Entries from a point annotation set

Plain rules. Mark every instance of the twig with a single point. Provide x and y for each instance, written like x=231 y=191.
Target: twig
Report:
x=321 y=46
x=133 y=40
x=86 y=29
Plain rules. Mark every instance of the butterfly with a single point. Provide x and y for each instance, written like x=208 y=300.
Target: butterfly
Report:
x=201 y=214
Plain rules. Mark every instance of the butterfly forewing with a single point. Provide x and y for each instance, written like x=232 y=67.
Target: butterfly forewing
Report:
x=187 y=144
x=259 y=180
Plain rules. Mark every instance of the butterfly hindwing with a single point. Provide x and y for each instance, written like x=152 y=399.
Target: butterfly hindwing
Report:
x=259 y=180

▸ **BRIEF**:
Set down the listing in full, keeping every word exactly as it is.

▸ **FULL OUTPUT**:
Plain rules. Mark every instance of the twig with a single point. Provide x and y for each instance, written like x=231 y=191.
Target: twig
Report:
x=321 y=46
x=133 y=40
x=86 y=29
Plain rules. Mark every instance of the butterfly with a single point. Provide x and y for each instance, written like x=208 y=300.
Target: butterfly
Report:
x=201 y=214
Plain rules. Mark every instance of the butterfly forewing with a single point. Provide x and y for each instance, written like x=232 y=67.
Target: butterfly forewing
Report:
x=187 y=144
x=259 y=180
Plain rules. Mark every instance of the butterfly hindwing with a single point. Provide x and y for each instance, written like x=152 y=399.
Target: butterfly hindwing
Report:
x=259 y=180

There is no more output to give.